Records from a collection
━━━━━━━━

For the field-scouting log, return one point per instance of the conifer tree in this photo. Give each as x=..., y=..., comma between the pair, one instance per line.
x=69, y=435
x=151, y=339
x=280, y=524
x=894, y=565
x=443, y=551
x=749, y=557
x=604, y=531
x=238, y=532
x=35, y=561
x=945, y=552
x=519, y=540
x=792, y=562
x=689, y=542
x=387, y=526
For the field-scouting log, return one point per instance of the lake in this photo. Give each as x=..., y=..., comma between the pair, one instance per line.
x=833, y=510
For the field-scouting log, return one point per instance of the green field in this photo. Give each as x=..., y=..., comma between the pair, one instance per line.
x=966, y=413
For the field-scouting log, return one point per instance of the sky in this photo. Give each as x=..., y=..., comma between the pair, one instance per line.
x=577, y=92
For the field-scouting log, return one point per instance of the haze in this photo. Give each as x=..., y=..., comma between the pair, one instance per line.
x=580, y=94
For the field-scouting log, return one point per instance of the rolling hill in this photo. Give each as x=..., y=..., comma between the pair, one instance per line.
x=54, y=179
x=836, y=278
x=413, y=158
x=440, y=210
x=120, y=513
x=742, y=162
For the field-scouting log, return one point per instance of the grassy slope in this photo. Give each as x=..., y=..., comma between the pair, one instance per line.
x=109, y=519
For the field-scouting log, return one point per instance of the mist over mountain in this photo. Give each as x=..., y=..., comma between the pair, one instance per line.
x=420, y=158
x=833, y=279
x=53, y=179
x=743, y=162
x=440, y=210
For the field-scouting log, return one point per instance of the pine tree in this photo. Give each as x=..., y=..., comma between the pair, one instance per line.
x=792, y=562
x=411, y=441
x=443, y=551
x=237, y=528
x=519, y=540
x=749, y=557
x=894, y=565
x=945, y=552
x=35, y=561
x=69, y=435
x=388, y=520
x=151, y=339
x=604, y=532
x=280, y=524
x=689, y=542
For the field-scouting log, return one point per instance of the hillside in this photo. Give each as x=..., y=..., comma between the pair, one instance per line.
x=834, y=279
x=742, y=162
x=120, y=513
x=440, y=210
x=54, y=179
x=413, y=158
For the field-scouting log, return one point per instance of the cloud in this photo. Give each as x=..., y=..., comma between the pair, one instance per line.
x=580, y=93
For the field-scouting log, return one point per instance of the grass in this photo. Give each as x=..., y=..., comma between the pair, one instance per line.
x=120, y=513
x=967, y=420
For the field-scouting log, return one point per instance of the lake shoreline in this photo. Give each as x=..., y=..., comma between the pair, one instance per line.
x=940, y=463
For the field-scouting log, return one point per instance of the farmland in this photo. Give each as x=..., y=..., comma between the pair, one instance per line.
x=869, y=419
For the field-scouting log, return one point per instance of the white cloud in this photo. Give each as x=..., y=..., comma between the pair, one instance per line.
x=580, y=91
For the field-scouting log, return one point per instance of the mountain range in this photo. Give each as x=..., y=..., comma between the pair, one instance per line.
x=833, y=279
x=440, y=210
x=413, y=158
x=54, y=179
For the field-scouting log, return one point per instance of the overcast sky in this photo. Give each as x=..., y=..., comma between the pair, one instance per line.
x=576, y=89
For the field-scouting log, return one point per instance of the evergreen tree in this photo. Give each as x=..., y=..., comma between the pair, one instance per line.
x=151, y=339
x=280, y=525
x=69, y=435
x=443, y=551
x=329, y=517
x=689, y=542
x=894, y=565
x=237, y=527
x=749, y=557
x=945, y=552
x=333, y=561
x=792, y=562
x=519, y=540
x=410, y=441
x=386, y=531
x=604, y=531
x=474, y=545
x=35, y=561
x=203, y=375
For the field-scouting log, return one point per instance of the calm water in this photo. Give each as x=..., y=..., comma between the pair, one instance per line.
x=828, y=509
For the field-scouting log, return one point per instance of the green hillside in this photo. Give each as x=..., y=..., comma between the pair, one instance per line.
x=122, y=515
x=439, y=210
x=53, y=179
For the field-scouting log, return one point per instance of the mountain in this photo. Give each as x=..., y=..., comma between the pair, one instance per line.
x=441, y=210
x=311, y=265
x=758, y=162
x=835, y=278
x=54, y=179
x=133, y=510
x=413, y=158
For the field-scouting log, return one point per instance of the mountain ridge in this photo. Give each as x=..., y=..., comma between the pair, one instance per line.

━━━━━━━━

WORK TASK> Transcribe the data above exactly as it reads.

WRITTEN RESPONSE>
For the field-scouting log, return one point per instance of the conifer tree in this photo. Give each as x=..., y=..., comma between the pair, one instance per line.
x=69, y=435
x=151, y=339
x=280, y=524
x=894, y=565
x=443, y=551
x=749, y=557
x=604, y=531
x=238, y=532
x=35, y=561
x=945, y=552
x=519, y=540
x=792, y=562
x=689, y=542
x=387, y=526
For the field-scouting log, return one point per instance of the lake in this photo. Give each as x=..., y=..., comma between the pair, one instance per line.
x=833, y=510
For the field-scouting log, return one point per instance of the green field in this photo. Give each as x=..., y=..., comma between the pair, one instance per line.
x=966, y=413
For the field-scouting log, return one point per instance of the sky in this photo. Give each as x=..., y=..., comma between the pair, one instance per line.
x=577, y=92
For the field-scouting log, return one point per instance of the haze in this photo. Give each as x=..., y=..., comma between the pair, one instance per line.
x=580, y=94
For the field-scouting log, return one point per instance of the rolling hill in this photo. Give each as x=..., y=..., comma between the pair, one instance per line.
x=54, y=179
x=836, y=278
x=413, y=158
x=440, y=210
x=120, y=513
x=742, y=162
For the field-scouting log, return one point per instance of the grassy slope in this photo. Give each as x=..., y=..., comma between the pair, one instance per line.
x=109, y=519
For the field-scouting log, return one point per instance of the mist over mountain in this photo. Give each as x=..., y=..., comma between the pair, one instance per line.
x=420, y=158
x=833, y=279
x=53, y=179
x=743, y=162
x=440, y=210
For the field-scouting log, return one point per instance of the pine tree in this photo. Give each as x=..., y=..., comma between the pair, one instance per line.
x=792, y=562
x=411, y=441
x=443, y=551
x=237, y=528
x=519, y=540
x=749, y=557
x=894, y=565
x=945, y=552
x=35, y=561
x=69, y=435
x=388, y=520
x=151, y=339
x=604, y=532
x=280, y=524
x=689, y=542
For the field-scouting log, return one point per instance of the hillside in this photo. Give each as x=..., y=..., comma between the pair, one instance per line.
x=834, y=279
x=742, y=162
x=120, y=513
x=440, y=210
x=54, y=179
x=413, y=158
For the field-scouting log, return one point per instance of the cloud in this photo. Give each as x=..., y=..., comma between the pair, one instance per line.
x=580, y=93
For the field-scouting log, return one point per instance of the grass in this photo. Give each as x=..., y=..., comma between the pair, one instance per line.
x=120, y=513
x=967, y=420
For the field-scouting log, return one point per instance of the lake shoreline in this photo. Give each as x=..., y=..., comma between the pair, one instance per line.
x=940, y=463
For the field-scouting log, return one point per instance of the farmland in this photo. Give each as x=..., y=..., comma between the pair, one instance per line.
x=869, y=419
For the field-scouting log, return one point per instance of the white cloud in this photo. Give each as x=..., y=..., comma between the pair, one instance per line.
x=580, y=91
For the field-scouting log, return one point per instance of the mountain range in this photo. Give each as x=..., y=..., comma between the pair, one instance per line.
x=833, y=279
x=440, y=210
x=413, y=158
x=54, y=179
For the field-scouting log, return one point per instance of the overcast sky in this photo. Give each as x=..., y=..., comma between the pair, one instance per line.
x=576, y=89
For the field-scouting log, return one point per instance of the evergreen tree in this photo. Give each as x=..., y=..., comma between the pair, one instance per line.
x=151, y=339
x=280, y=525
x=69, y=435
x=443, y=551
x=329, y=517
x=689, y=542
x=894, y=565
x=237, y=527
x=749, y=557
x=945, y=552
x=333, y=561
x=792, y=562
x=519, y=540
x=410, y=441
x=386, y=531
x=604, y=531
x=474, y=545
x=35, y=561
x=203, y=375
For the field-scouting log, return one point per instance of the calm water in this photo. Give each as x=..., y=..., comma between the pair, one instance per line.
x=828, y=509
For the field-scouting log, return one point per instance of the green hillside in this photo. Give each as x=..., y=..., comma between the pair, one instance per line.
x=122, y=515
x=439, y=210
x=53, y=179
For the field-scouting log, return one point per instance of the mountain in this photo. Give each as x=..., y=..., comma between the pair, one instance per line.
x=441, y=210
x=311, y=265
x=758, y=162
x=835, y=278
x=54, y=179
x=133, y=510
x=413, y=158
For the field-scouting log, return one point per instance of the mountain ridge in this photo. Give each as x=..., y=..., comma between the pair, one instance per line.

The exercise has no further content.